====== ТЕКСТ

У кого-то отдельные занавески — вдруг к женщине мужчина зайдет? Ну, понятно, что не пускали, а вдруг зайдет? На минутку.

* * *

Особо-то мы с заключенными не разговаривали, только на приеме. Орлова, врач, рассказывала: «С работы меня вызвал: «Пойдем, поговорим», сразу в машину, смотрю — не я одна, много-много народа, этап — и в Коми». А за что, не знает. И я не знаю. Шибко-то тоже неудобно спрашивать. Особой жалости у меня к ним не было, работали они хорошо.

Нет, ареста я не боялась. Я же никакого преступления не делала! И они не делали. Четыре тысячи — неужели все убивали людей?

 

«Поят, кормят, нοчлег есть»

Как мы с мужиком моим познакомились? Ну что, я молодая, он молодой — на 15 лет старше был. Мы в столовую ходили обедать. А он работал там.

Казимир с юга был, с Житомирской области. Было у него 10 лет, за что — сам не знает. Вроде бы незначай или взначай, по договору или спьяну подписал разрешение выдать полкуба досок. А брат его, агроном, сидел за машину свёклы, которая сгнила. Но тот дома у себя сидел, на Украине. Долго сидел.

Ну вот, раз пообедали, два… Я и понятия не имела, чтобы познакомиться с кем-то. Но люди молодые, смех, шутки… Один раз кончила прием, собираюсь домой ехать, он говорит: давай я тебя на лошадях отвезу. Он уже вольный был, жил уже за зоной, квартиру снимал, в лагере работал снабженцем. Я говорю: у нас автобус будет.

— Нет, я тебя довезу.

Ну, довез, говорит:

— Я хочу к вам зайти.

— Нечего тебе тут искать.

============

* [ЧТО НУЖНО СДЕЛАТЬ]
[A] Из какой области был родом Казимир, согласно воспоминаниям выше?
[B] Выпишите из воспоминаний выше фрагмент от слов «Ну вот, раз» до слов «я тебя довезу.» включительно.
[C] Продолжите воспоминания выше, начиная сразу после их последней фразы.

====== СПИСОК ЗАПИСЕЙ

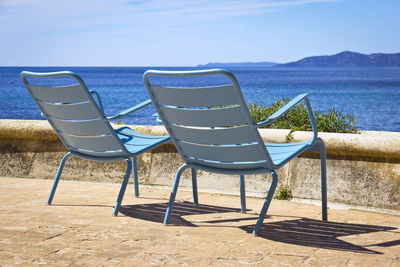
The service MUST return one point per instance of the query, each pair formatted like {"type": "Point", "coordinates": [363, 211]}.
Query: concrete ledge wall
{"type": "Point", "coordinates": [362, 169]}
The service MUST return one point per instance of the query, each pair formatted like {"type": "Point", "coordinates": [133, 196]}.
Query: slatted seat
{"type": "Point", "coordinates": [81, 125]}
{"type": "Point", "coordinates": [213, 130]}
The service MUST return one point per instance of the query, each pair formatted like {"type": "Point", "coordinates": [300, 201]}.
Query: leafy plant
{"type": "Point", "coordinates": [119, 122]}
{"type": "Point", "coordinates": [283, 192]}
{"type": "Point", "coordinates": [297, 119]}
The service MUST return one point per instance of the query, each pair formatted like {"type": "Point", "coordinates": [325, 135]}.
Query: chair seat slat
{"type": "Point", "coordinates": [228, 165]}
{"type": "Point", "coordinates": [225, 136]}
{"type": "Point", "coordinates": [65, 94]}
{"type": "Point", "coordinates": [196, 97]}
{"type": "Point", "coordinates": [81, 111]}
{"type": "Point", "coordinates": [205, 117]}
{"type": "Point", "coordinates": [96, 143]}
{"type": "Point", "coordinates": [239, 153]}
{"type": "Point", "coordinates": [81, 127]}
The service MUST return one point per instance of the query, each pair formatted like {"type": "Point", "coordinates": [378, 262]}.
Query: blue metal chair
{"type": "Point", "coordinates": [81, 125]}
{"type": "Point", "coordinates": [213, 131]}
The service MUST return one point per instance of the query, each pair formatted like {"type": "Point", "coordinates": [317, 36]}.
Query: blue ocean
{"type": "Point", "coordinates": [371, 94]}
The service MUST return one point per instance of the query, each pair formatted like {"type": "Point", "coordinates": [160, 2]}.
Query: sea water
{"type": "Point", "coordinates": [371, 94]}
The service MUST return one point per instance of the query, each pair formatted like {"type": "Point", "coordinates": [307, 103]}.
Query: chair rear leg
{"type": "Point", "coordinates": [135, 176]}
{"type": "Point", "coordinates": [323, 181]}
{"type": "Point", "coordinates": [57, 178]}
{"type": "Point", "coordinates": [123, 186]}
{"type": "Point", "coordinates": [266, 203]}
{"type": "Point", "coordinates": [242, 194]}
{"type": "Point", "coordinates": [194, 187]}
{"type": "Point", "coordinates": [173, 193]}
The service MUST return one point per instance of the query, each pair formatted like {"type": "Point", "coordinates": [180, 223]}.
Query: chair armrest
{"type": "Point", "coordinates": [289, 106]}
{"type": "Point", "coordinates": [130, 110]}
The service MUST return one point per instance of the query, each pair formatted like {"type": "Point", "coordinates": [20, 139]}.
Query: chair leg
{"type": "Point", "coordinates": [135, 176]}
{"type": "Point", "coordinates": [323, 181]}
{"type": "Point", "coordinates": [242, 194]}
{"type": "Point", "coordinates": [194, 187]}
{"type": "Point", "coordinates": [266, 203]}
{"type": "Point", "coordinates": [173, 193]}
{"type": "Point", "coordinates": [123, 186]}
{"type": "Point", "coordinates": [57, 178]}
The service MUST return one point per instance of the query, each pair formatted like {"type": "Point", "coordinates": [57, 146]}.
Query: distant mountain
{"type": "Point", "coordinates": [239, 64]}
{"type": "Point", "coordinates": [347, 59]}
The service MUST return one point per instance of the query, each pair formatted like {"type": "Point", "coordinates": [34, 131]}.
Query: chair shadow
{"type": "Point", "coordinates": [315, 233]}
{"type": "Point", "coordinates": [155, 212]}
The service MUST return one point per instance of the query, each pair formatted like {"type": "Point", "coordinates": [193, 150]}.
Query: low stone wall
{"type": "Point", "coordinates": [363, 170]}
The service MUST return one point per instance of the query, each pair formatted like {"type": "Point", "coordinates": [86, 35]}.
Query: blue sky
{"type": "Point", "coordinates": [191, 32]}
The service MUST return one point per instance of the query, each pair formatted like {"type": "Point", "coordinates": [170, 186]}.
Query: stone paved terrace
{"type": "Point", "coordinates": [79, 230]}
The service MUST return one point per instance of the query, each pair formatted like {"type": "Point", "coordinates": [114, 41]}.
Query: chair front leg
{"type": "Point", "coordinates": [135, 176]}
{"type": "Point", "coordinates": [242, 194]}
{"type": "Point", "coordinates": [57, 178]}
{"type": "Point", "coordinates": [323, 180]}
{"type": "Point", "coordinates": [123, 186]}
{"type": "Point", "coordinates": [173, 193]}
{"type": "Point", "coordinates": [194, 187]}
{"type": "Point", "coordinates": [266, 203]}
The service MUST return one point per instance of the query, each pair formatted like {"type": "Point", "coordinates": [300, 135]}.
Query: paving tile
{"type": "Point", "coordinates": [78, 230]}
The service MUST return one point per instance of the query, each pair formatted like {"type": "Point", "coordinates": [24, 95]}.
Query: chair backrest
{"type": "Point", "coordinates": [73, 114]}
{"type": "Point", "coordinates": [210, 126]}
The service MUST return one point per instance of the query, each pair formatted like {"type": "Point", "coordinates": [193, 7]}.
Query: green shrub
{"type": "Point", "coordinates": [297, 119]}
{"type": "Point", "coordinates": [283, 192]}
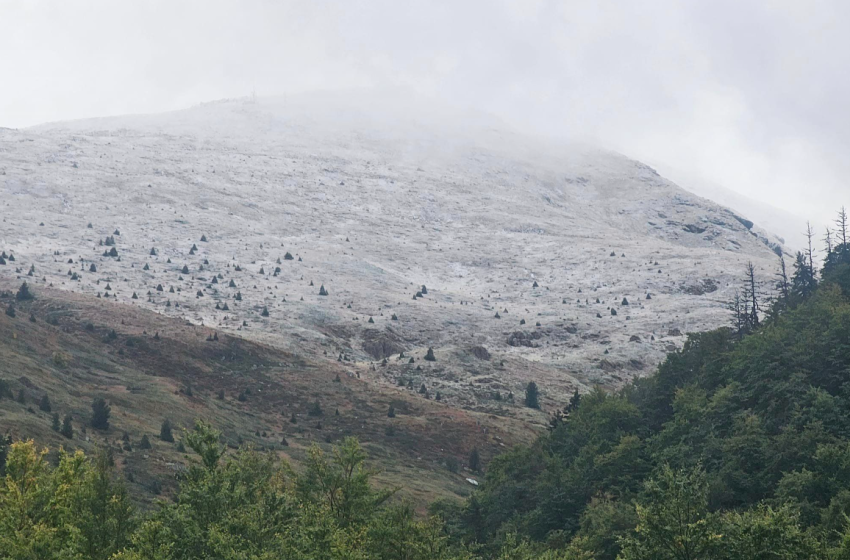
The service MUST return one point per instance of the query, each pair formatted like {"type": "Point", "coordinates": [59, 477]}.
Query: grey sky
{"type": "Point", "coordinates": [749, 94]}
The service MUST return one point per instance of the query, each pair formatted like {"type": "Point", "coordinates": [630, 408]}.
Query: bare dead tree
{"type": "Point", "coordinates": [841, 222]}
{"type": "Point", "coordinates": [810, 253]}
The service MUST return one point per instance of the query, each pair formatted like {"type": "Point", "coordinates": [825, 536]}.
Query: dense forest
{"type": "Point", "coordinates": [738, 447]}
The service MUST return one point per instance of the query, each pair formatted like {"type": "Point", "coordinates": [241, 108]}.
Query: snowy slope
{"type": "Point", "coordinates": [373, 203]}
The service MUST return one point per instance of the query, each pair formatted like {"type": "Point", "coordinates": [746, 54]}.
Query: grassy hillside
{"type": "Point", "coordinates": [149, 368]}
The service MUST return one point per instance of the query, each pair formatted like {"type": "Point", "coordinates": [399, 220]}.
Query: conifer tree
{"type": "Point", "coordinates": [44, 404]}
{"type": "Point", "coordinates": [67, 428]}
{"type": "Point", "coordinates": [474, 461]}
{"type": "Point", "coordinates": [165, 433]}
{"type": "Point", "coordinates": [100, 414]}
{"type": "Point", "coordinates": [532, 395]}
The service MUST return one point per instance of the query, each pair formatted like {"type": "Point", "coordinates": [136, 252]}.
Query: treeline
{"type": "Point", "coordinates": [737, 448]}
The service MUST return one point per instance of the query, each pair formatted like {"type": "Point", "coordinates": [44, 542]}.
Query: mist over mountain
{"type": "Point", "coordinates": [428, 227]}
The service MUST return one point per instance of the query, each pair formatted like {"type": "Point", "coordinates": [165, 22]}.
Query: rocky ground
{"type": "Point", "coordinates": [514, 259]}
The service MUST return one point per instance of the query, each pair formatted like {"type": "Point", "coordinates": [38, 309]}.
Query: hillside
{"type": "Point", "coordinates": [75, 348]}
{"type": "Point", "coordinates": [373, 204]}
{"type": "Point", "coordinates": [736, 448]}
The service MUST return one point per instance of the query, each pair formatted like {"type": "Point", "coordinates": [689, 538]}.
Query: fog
{"type": "Point", "coordinates": [747, 95]}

============

* [ОТВЕТЫ]
[A] Из Житомирской области.

[B]
Ну вот, раз пообедали, два… Я и понятия не имела, чтобы познакомиться с кем-то. Но люди молодые, смех, шутки… Один раз кончила прием, собираюсь домой ехать, он говорит: давай я тебя на лошадях отвезу. Он уже вольный был, жил уже за зоной, квартиру снимал, в лагере работал снабженцем. Я говорю: у нас автобус будет.

— Нет, я тебя довезу.

[C]
А у нас праздник был, друзья, полный стол, самовар стоит…

Я побежала от него быстро, на крючок дверь закрыла. А зачем ему ходить-то сюда? Я особо не симпатизировала ему, так только, по-дружески.

Агния Зелинская с мужем Казимиром, бывшим заключенным. Устьвымлаг, середина 1940-х

Мама стала ругаться:

— Ты что человека не пускаешь?

— Чего ему здесь ходить, — говорю. А у меня кавалер был, да женился. Подумала — раз пришел, может, это мне такое утешение. И открыла. Потом гости кое-кто ушли, а кое-кто остались. И Казимир остался. Утром говорит: «Я хочу жениться». Я ничего не сказала. Остался он у нас — ну и все.

Нравился ли он мне? Сама не знаю… Четверо детей мы с ним вырастили. Не нравился бы — так бы и не пошла.

Конечно, пока детей не было — были счастливые. Казимир грамотный был! Когда в армии служил, у какого-то большого начальник писарем был. Писал красиво. И говорил хорошо.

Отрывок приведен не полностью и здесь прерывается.